* **Objective**: Which lines of the material below contain the word "green"? Pull out every one of them and copy each line in full.

* **Recorded information**:
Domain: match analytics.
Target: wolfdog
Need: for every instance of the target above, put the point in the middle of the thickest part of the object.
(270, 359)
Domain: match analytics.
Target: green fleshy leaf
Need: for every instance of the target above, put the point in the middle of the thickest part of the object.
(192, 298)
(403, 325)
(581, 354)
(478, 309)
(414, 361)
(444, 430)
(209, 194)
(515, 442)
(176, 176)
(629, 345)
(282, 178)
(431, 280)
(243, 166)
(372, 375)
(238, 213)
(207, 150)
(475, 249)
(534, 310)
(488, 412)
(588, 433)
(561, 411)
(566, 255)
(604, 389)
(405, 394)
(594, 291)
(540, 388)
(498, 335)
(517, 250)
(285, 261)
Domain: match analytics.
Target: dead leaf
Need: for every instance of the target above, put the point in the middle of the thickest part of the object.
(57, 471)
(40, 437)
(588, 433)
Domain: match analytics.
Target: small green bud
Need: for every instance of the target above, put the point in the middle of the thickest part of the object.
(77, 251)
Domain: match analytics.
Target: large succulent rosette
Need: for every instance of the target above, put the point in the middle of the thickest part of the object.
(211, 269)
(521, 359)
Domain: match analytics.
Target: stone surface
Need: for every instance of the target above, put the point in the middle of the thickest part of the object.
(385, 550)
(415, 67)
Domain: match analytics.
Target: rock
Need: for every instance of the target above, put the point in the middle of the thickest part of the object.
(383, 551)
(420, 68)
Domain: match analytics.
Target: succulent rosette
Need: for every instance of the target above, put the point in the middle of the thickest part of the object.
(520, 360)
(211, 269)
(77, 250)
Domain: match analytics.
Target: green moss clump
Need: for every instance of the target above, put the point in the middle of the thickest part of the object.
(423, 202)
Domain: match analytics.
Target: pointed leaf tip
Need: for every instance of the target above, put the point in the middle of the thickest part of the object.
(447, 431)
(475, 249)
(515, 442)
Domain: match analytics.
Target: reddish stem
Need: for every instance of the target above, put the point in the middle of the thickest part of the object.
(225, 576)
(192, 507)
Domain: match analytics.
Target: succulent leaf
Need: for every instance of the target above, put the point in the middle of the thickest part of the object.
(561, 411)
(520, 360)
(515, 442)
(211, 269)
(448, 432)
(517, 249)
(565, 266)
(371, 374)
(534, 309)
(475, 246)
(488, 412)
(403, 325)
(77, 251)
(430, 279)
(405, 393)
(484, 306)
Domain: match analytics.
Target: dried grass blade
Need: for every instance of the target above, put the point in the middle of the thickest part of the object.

* **Reply to the exercise**:
Target: green fleshy leaf
Target: small green bud
Target: green moss clump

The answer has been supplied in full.